> Document extract
——————

What Do You See?
by Fr. Jack McArdle
The word 'Mystic' is defined as 'one who seeks by contemplation and self-surrender to obtain union with, or absorption into the Deity, or who believes in spiritual apprehension of truths beyond the understanding'. Among many others, St Padre Pio and St. Teresa of Avila are our best known mystics. A mystic is someone who stares relentlessly at reality, and comes to see what is REALLY there.
As an ordinary human being, I am 'boxed in' by my humanity, and the limitations of my physical abilities. I can see what is there before my eyes, and I can hear what is within my hearing reach(with, or without my hearing aids!). There are people in those houses across the road, but I cannot see them. There are people speaking to each other down at the end of the road, but I cannot hear them. I can hear cars in the distance, but I cannot see them. Like St. Paul, 'I am a prisoner in this body', and my body determines the extent of my bodily senses.
The mystic is not imprisoned within such boundaries. The mystic sees what's REALLY there, whether you or I can see that or not. The soul does not take up space, as the body does. Therefore, when someone dies, the body is left behind (which took up space), and the spirit (which does not require space) moves on to a STATE of being, whether that be heaven, hell, or Purgatory. The deceased person goes AHEAD, but does not go AWAY. We are surrounded by spirits on every side.
Padre Pio, from a very early age, always saw his Guardian Angel, but he never told anybody, because he thought everybody else did! I am now an incarnate, which means that I live in a body. The body is not ME; I'm only living in it for a certain length of time. There will come a time when the fabric and functions of the body will begin to break down, and it will be no longer habitable. It is then I will have to vacate the body, change residence, and go to live elsewhere. The barriers and walls of the body will be broken, and I will be set free from this cage.
Try to visualise the following scene. A young lad is placed standing in a box which is so much higher than he is, and he is given a set of ear muffs which blocks out all sound. The box is placed in the middle of a large room, and the lad cannot see or hear a thing. The room is beautifully decorated, with very expensive drapes, furniture and chandeliers. The room is filled with people of all ages, races, and dress code. Suddenly the magician clicks his fingers, and the sides of the box fall away. Watch the look of amazement on the face of the young lad as he looks around the room. He had no idea of all the wonders and people that surrounded him. We are laughing, because WE knew all the time what that room was like.
That's what it'll be like at the moment of death. As the eyes of the body close, so the eyes of the soul open to endless vision, to clearly see all that was there all the time, but which was beyond the power of human vision. Part of that new 'seeing' will be that I will see myself clearly in relation to God, to others, and to life.
There is a 'mini-mystic' within each of us, and it is important that we develop that 'sense' of the Other. Just because I cannot see something doesn't mean that it's not there. The physically blind have a very heightened level of 'seeing', because they have to develop other sensitivities to make up for what the eyes cannot see. Their sense of touch, and of hearing, becomes very acute, and, even without the white cane, they could probably sense that there is an object in their path.
I learned to pray by praying, and I learned to walk by walking. I can learn to sit in the company of the Others by doing so from time to time. I can do this at any hour of the day or night. I can do so sitting in my car, in a chair in my bedroom, or sitting on a rock overlooking the sea. I can bring my Companions with me, wherever I go. I should never feel alone, because I am NEVER alone. Some people naturally enjoy their own company, and others require people around them at all times.

——————

> Supplied records
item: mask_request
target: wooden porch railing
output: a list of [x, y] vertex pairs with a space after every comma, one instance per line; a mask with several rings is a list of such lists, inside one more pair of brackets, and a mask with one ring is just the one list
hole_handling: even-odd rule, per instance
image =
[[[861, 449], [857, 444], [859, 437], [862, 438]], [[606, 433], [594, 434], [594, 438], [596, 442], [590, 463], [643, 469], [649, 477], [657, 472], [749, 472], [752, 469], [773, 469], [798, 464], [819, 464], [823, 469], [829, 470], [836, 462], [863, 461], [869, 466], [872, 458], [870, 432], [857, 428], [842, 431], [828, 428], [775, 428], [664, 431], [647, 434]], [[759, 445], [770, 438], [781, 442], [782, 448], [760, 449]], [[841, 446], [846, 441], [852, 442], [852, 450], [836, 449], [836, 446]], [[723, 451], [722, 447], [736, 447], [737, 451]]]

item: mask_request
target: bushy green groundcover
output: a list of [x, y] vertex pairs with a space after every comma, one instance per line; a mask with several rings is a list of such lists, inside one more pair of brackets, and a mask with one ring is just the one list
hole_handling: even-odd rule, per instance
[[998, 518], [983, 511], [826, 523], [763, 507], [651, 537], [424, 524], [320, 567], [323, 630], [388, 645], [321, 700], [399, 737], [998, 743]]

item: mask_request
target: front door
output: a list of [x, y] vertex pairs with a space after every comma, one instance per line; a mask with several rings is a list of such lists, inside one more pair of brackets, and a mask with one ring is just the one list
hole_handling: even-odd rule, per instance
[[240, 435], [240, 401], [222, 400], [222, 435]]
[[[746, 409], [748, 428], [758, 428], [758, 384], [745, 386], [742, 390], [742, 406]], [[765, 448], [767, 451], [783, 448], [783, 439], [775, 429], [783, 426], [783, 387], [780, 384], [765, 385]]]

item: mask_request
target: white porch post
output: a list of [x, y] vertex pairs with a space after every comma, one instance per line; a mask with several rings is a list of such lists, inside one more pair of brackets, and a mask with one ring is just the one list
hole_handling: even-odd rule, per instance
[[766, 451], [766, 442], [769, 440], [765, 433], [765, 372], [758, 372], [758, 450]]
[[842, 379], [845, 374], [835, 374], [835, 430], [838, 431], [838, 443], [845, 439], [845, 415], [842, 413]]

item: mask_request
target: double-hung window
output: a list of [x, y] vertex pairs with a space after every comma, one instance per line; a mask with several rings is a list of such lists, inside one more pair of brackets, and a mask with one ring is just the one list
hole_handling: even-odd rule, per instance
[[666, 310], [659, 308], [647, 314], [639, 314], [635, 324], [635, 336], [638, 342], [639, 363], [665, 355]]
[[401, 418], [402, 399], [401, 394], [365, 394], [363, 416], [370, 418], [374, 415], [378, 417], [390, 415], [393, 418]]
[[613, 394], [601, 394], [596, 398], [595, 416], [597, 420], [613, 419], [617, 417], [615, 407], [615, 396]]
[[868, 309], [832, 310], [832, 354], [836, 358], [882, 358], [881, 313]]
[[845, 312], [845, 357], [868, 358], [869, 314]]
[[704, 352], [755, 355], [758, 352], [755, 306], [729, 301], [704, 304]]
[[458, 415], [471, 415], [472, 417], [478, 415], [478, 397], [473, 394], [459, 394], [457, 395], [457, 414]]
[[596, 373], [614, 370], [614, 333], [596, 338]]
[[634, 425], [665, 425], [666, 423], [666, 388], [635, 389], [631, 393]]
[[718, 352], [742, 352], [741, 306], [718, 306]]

——————

> Things to do
A. Reproduce the passage of the essay on mystics that opens with the words "There is a 'mini-mystic'" and closes with "in their path.".
B. In the essay on mystics, why did Padre Pio never tell anybody that he saw his Guardian Angel?

> Written responses
A.
There is a 'mini-mystic' within each of us, and it is important that we develop that 'sense' of the Other. Just because I cannot see something doesn't mean that it's not there. The physically blind have a very heightened level of 'seeing', because they have to develop other sensitivities to make up for what the eyes cannot see. Their sense of touch, and of hearing, becomes very acute, and, even without the white cane, they could probably sense that there is an object in their path.

B. He thought everybody else saw theirs too.